INFORMATION PROVIDED start
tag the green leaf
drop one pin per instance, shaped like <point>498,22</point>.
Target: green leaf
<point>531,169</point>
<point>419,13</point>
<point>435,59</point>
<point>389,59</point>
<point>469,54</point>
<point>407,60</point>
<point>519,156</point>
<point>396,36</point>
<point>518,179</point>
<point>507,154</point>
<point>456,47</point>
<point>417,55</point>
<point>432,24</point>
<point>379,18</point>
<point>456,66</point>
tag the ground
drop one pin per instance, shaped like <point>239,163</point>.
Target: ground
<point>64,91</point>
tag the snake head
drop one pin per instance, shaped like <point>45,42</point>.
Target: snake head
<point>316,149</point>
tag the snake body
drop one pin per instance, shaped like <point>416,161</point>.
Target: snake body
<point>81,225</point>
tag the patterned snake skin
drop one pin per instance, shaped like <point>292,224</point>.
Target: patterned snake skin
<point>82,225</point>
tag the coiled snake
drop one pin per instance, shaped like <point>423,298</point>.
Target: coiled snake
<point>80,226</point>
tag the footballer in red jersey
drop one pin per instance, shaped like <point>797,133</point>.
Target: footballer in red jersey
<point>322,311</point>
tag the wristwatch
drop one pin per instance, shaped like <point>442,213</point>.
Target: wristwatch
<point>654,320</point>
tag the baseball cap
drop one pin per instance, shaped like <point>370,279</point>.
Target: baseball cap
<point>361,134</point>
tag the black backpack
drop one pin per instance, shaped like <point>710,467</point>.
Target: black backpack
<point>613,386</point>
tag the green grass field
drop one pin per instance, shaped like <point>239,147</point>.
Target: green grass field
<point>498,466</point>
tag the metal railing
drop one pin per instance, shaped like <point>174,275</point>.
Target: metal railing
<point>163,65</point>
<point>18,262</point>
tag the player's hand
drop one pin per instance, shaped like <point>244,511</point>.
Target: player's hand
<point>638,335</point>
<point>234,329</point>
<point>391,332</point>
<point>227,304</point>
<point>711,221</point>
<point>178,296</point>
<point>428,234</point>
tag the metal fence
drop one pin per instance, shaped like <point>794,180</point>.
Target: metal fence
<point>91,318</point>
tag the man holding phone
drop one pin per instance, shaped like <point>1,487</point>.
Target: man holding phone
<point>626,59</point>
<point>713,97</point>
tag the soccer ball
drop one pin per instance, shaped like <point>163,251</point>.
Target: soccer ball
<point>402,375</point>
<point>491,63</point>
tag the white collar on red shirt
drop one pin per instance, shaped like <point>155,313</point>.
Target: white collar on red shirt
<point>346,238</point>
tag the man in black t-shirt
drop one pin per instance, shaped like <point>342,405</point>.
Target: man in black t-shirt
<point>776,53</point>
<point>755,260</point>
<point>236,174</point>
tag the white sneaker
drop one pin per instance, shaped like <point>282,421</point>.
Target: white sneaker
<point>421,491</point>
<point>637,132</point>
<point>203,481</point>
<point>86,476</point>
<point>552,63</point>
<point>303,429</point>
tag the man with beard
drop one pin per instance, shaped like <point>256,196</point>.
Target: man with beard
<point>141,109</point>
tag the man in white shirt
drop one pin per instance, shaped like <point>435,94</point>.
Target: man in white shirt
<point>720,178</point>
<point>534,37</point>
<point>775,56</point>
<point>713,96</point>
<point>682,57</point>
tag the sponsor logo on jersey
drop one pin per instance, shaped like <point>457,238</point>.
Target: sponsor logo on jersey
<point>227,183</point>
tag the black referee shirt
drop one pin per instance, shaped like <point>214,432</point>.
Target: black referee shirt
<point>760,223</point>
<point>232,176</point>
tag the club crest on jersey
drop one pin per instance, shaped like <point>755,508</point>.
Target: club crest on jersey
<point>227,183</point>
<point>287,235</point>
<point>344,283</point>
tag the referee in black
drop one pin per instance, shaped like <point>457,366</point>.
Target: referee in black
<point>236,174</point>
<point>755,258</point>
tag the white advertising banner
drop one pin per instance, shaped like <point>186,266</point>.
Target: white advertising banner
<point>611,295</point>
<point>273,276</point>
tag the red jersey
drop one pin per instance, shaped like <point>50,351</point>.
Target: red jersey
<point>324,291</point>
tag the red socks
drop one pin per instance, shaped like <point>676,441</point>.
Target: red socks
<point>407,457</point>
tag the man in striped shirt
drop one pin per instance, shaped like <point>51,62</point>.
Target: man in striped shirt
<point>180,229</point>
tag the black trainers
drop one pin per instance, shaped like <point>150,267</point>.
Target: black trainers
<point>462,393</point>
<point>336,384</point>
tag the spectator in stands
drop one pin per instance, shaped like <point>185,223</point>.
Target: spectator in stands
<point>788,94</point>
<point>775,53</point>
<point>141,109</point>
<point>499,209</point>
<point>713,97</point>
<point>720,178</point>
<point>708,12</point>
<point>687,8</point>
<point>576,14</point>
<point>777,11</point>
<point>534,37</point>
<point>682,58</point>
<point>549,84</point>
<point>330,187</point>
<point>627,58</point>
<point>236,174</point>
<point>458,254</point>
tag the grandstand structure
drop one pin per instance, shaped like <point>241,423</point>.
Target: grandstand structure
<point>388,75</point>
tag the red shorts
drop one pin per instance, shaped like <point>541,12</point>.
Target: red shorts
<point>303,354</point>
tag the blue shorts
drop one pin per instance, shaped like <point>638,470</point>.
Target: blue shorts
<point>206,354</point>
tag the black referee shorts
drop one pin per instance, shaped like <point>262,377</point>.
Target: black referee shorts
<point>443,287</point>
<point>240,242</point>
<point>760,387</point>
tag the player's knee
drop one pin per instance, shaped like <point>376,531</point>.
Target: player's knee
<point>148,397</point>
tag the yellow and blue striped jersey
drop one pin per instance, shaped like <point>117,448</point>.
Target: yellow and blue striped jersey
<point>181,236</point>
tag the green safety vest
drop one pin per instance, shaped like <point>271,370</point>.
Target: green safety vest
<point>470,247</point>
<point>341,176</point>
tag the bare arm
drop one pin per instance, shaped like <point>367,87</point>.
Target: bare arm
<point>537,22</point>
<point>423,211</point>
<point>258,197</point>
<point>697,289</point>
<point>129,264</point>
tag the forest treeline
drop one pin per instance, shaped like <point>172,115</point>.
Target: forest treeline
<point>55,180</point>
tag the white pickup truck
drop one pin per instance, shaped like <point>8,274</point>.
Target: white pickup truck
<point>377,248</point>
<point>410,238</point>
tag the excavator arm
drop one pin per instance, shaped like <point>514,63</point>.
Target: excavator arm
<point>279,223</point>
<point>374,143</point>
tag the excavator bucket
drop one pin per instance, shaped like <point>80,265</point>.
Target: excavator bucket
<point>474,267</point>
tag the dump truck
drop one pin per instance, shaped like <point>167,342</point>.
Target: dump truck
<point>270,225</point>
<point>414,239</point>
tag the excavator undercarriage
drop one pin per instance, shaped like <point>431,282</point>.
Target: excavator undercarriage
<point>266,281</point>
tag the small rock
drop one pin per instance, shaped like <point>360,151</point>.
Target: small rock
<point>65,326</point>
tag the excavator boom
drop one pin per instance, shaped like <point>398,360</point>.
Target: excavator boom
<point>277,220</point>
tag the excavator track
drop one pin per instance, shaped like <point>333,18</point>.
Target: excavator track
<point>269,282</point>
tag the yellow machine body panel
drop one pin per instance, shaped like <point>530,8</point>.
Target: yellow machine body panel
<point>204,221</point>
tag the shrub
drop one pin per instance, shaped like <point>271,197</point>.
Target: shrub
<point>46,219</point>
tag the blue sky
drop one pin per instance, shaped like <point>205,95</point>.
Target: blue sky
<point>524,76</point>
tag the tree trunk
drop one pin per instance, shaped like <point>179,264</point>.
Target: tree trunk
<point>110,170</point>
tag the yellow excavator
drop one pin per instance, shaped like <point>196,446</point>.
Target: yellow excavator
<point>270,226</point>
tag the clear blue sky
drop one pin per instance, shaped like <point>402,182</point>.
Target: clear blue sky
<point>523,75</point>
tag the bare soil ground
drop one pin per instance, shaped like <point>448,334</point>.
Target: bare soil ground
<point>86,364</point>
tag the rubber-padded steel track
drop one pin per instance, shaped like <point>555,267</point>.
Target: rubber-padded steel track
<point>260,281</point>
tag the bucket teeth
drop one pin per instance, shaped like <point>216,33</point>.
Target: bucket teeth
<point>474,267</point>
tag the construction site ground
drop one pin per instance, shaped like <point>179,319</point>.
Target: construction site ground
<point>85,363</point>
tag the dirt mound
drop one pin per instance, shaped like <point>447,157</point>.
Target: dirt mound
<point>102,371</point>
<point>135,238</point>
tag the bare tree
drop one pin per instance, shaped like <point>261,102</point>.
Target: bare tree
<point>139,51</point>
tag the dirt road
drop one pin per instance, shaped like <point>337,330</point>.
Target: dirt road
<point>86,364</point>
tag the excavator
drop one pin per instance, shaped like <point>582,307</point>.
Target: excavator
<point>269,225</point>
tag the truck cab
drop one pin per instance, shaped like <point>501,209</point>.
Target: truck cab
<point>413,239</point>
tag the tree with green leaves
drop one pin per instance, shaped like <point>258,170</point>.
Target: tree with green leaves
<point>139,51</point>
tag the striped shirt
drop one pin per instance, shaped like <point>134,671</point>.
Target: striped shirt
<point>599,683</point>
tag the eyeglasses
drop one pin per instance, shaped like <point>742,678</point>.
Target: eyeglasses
INFORMATION PROVIDED end
| TASK TO CARRY OUT |
Copy the records from their start through the line that contains "<point>456,66</point>", inclusive, replacing "pin" with "marker" and leaving everything else unchanged.

| CORRECT ANSWER |
tag the green leaf
drop one marker per instance, shaped like <point>498,22</point>.
Target: green leaf
<point>531,169</point>
<point>419,13</point>
<point>435,59</point>
<point>389,59</point>
<point>469,54</point>
<point>407,60</point>
<point>519,156</point>
<point>396,36</point>
<point>518,179</point>
<point>507,154</point>
<point>456,47</point>
<point>417,55</point>
<point>432,24</point>
<point>379,18</point>
<point>456,66</point>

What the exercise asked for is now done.